The listing below is to be transcribed exactly.

:: RECORDS PROVIDED

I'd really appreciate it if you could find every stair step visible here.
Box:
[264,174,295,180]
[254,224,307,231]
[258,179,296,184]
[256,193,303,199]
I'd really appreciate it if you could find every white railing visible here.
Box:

::::

▶ [RESPONSE AREA]:
I'd really appreciate it if you could find every stair step visible here.
Box:
[264,174,295,180]
[254,224,307,231]
[258,179,296,184]
[256,193,303,199]
I'd really appreciate it if you could find every white railing visible here.
Box:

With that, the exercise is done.